**REQUIRED ACTION:** Reproduce the listing below exactly, minus its pictures.

**INPUT FOR THIS TASK:**
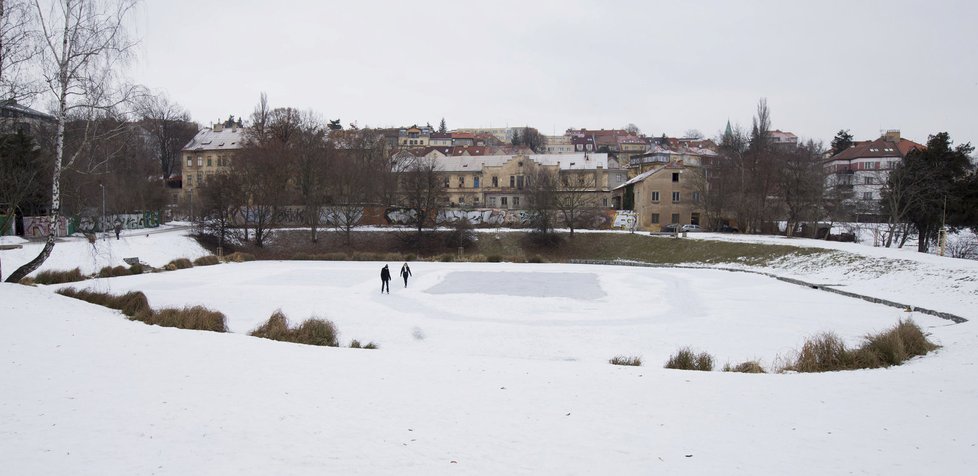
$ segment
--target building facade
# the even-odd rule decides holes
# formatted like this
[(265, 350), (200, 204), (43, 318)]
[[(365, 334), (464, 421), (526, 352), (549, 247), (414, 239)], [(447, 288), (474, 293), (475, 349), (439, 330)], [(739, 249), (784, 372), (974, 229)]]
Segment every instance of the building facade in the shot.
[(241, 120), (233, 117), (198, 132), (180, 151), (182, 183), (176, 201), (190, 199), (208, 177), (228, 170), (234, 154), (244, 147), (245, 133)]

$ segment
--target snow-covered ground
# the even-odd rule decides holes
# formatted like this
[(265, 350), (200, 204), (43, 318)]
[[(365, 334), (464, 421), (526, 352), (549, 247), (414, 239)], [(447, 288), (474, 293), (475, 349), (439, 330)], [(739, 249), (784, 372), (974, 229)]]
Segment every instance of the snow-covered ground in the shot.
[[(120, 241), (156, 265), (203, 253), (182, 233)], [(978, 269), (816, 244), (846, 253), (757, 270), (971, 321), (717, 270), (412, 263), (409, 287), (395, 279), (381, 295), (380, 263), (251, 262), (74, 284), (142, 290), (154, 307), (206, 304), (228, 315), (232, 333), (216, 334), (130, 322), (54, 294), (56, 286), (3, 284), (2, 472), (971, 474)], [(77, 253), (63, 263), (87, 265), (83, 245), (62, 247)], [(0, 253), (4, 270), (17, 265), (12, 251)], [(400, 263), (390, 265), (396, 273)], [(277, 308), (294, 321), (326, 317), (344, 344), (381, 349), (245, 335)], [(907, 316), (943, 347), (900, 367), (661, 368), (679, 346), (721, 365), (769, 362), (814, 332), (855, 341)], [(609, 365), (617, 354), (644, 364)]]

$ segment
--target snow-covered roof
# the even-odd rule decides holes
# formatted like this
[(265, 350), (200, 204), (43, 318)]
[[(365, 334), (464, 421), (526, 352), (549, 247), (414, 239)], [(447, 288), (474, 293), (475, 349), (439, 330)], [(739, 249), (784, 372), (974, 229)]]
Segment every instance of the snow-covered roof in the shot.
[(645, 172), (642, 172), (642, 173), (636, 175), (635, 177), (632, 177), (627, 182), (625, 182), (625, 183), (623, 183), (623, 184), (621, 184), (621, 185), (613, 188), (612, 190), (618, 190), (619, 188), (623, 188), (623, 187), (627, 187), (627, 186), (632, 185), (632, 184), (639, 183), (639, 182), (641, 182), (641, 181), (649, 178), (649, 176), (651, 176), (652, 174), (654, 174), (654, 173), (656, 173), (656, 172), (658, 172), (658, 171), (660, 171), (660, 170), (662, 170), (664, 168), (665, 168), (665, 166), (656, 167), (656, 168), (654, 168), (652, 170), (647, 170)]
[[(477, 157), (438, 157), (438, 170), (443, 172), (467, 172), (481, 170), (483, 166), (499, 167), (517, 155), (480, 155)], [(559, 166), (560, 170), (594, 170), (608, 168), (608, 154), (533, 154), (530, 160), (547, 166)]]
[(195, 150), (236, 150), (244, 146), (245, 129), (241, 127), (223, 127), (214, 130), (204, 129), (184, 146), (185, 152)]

**YOUR SOLUTION:**
$ segment
--target building facade
# the even-odd rule decides holes
# formatted like this
[(265, 350), (200, 204), (43, 318)]
[[(365, 334), (464, 421), (526, 352), (549, 247), (414, 239)], [(447, 288), (474, 293), (475, 349), (439, 330)], [(739, 249), (784, 372), (974, 229)]]
Segment every instance of the building facade in the shot.
[(241, 120), (233, 117), (198, 132), (180, 151), (182, 183), (176, 201), (190, 199), (208, 177), (228, 170), (234, 154), (244, 147), (245, 133)]

$ segment
--target snow-covered ground
# the even-odd rule decides holes
# formatted like this
[(265, 350), (200, 204), (43, 318)]
[[(365, 334), (464, 421), (526, 352), (549, 247), (414, 239)], [(447, 288), (474, 293), (475, 349), (439, 330)], [(739, 249), (784, 372), (974, 229)]]
Segment every instance of the snow-covered ground in the shot.
[[(120, 241), (156, 265), (203, 253), (182, 233)], [(978, 269), (816, 244), (846, 253), (757, 270), (971, 321), (717, 270), (412, 263), (409, 287), (395, 279), (381, 295), (380, 263), (251, 262), (74, 284), (142, 290), (154, 307), (206, 304), (228, 315), (232, 333), (216, 334), (130, 322), (54, 294), (56, 286), (3, 284), (2, 472), (971, 474)], [(77, 253), (63, 263), (87, 265), (83, 245), (62, 247)], [(0, 253), (4, 270), (17, 265), (12, 251)], [(400, 263), (390, 265), (396, 273)], [(277, 308), (294, 321), (326, 317), (344, 344), (381, 349), (245, 335)], [(907, 316), (943, 347), (900, 367), (661, 368), (679, 346), (721, 365), (769, 362), (814, 332), (855, 341)], [(609, 365), (617, 354), (644, 364)]]

$ segment
--target snow-covered roof
# the even-odd rule decides holes
# formatted like this
[(265, 350), (200, 204), (43, 318)]
[[(365, 334), (464, 421), (526, 352), (549, 247), (414, 239)], [(447, 288), (474, 293), (475, 349), (439, 330)], [(739, 249), (784, 372), (974, 229)]]
Segment every instance of the snow-covered roof in the shot.
[(645, 172), (642, 172), (642, 173), (636, 175), (635, 177), (632, 177), (627, 182), (625, 182), (625, 183), (623, 183), (623, 184), (621, 184), (621, 185), (613, 188), (612, 190), (618, 190), (619, 188), (623, 188), (623, 187), (627, 187), (627, 186), (632, 185), (632, 184), (639, 183), (639, 182), (641, 182), (641, 181), (649, 178), (649, 176), (651, 176), (652, 174), (654, 174), (654, 173), (656, 173), (656, 172), (658, 172), (658, 171), (660, 171), (660, 170), (662, 170), (664, 168), (665, 168), (665, 166), (656, 167), (656, 168), (654, 168), (652, 170), (647, 170)]
[[(477, 157), (438, 157), (438, 170), (443, 172), (467, 172), (481, 170), (483, 166), (499, 167), (517, 155), (480, 155)], [(559, 166), (560, 170), (594, 170), (608, 168), (608, 154), (533, 154), (530, 160), (547, 166)]]
[(195, 150), (236, 150), (244, 146), (245, 129), (241, 127), (223, 127), (214, 130), (204, 129), (184, 146), (185, 152)]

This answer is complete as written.